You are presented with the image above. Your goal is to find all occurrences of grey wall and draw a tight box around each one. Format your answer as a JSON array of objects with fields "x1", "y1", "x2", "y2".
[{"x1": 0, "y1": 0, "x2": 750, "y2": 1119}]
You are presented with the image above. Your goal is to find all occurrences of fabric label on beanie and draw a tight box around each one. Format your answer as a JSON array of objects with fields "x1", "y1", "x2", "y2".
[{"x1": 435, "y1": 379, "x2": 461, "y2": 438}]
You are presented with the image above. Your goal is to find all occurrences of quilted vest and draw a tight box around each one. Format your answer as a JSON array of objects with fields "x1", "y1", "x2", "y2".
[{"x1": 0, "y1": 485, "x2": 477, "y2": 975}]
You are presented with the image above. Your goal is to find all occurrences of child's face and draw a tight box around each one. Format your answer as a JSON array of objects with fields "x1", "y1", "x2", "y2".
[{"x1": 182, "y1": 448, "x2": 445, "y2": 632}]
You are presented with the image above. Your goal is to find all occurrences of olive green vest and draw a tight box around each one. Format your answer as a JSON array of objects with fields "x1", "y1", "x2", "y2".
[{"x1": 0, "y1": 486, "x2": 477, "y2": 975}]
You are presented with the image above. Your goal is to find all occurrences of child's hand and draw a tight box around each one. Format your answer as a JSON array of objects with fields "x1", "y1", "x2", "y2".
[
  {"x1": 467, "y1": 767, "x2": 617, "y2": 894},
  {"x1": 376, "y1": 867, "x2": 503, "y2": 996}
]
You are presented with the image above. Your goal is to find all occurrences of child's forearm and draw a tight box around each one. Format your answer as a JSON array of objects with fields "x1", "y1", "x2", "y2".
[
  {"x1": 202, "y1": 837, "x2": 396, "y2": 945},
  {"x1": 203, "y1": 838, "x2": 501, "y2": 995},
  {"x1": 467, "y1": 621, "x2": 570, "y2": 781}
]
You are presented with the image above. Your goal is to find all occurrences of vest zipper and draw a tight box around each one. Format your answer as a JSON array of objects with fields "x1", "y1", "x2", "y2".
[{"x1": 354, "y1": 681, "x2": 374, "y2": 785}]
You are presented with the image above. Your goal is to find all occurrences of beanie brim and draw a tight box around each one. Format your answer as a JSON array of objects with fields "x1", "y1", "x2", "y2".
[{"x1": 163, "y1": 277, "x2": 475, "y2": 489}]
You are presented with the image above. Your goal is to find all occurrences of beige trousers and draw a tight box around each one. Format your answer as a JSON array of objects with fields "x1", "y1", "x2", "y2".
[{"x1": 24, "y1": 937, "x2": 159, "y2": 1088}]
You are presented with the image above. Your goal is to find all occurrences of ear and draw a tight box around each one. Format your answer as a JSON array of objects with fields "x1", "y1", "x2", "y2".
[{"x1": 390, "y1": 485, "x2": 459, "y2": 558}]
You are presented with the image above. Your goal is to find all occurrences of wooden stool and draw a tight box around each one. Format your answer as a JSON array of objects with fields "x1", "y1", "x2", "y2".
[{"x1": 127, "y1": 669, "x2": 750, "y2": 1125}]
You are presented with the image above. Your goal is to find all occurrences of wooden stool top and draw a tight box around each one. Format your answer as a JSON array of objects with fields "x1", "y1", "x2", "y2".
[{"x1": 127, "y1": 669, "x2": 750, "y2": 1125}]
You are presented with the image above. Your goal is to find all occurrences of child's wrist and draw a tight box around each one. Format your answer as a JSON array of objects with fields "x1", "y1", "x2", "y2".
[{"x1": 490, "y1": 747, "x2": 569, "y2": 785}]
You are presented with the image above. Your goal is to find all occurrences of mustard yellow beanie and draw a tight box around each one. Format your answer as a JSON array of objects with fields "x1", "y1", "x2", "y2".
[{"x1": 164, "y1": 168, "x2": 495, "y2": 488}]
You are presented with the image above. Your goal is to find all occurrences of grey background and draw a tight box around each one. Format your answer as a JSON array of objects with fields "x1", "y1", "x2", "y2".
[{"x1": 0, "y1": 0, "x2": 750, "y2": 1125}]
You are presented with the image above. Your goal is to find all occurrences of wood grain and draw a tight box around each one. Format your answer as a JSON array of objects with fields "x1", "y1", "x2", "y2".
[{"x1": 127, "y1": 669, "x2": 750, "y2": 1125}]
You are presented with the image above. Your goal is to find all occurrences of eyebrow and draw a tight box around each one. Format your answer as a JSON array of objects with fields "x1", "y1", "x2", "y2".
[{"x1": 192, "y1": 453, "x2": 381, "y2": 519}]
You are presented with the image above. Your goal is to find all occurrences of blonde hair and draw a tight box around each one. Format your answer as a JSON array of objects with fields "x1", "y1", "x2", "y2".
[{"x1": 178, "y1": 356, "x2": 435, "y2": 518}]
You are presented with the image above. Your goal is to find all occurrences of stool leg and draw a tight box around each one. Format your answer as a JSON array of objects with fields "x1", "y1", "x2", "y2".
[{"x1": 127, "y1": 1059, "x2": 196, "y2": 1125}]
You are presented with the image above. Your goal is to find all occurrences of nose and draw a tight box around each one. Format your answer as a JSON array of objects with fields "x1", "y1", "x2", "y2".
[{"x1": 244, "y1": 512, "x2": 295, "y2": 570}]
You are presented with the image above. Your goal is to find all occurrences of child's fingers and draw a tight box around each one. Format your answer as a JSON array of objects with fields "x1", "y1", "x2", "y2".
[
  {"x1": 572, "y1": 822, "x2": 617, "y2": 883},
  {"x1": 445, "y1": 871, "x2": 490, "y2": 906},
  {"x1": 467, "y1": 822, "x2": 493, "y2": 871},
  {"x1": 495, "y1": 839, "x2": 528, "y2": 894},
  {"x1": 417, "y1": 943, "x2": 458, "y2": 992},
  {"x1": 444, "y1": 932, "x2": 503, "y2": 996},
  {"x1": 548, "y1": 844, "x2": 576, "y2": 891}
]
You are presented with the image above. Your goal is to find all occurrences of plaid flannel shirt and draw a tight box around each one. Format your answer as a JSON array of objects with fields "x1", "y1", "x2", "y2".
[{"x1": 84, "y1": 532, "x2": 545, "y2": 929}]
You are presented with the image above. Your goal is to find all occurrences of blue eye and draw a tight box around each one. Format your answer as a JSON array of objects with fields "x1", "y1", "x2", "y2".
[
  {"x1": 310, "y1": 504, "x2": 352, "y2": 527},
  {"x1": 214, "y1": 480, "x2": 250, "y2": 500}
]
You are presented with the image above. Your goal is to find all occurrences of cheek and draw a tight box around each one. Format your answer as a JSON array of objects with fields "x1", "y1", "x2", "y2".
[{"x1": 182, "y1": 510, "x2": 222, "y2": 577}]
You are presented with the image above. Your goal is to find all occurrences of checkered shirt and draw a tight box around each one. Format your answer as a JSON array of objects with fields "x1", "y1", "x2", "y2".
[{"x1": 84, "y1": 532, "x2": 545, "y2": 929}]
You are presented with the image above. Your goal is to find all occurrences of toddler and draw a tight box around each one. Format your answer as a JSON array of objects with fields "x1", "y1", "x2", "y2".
——————
# Your task:
Count the lines in the rows above that contain the string "brim", matching case exactly. Reply with the number alone.

# Written reply:
1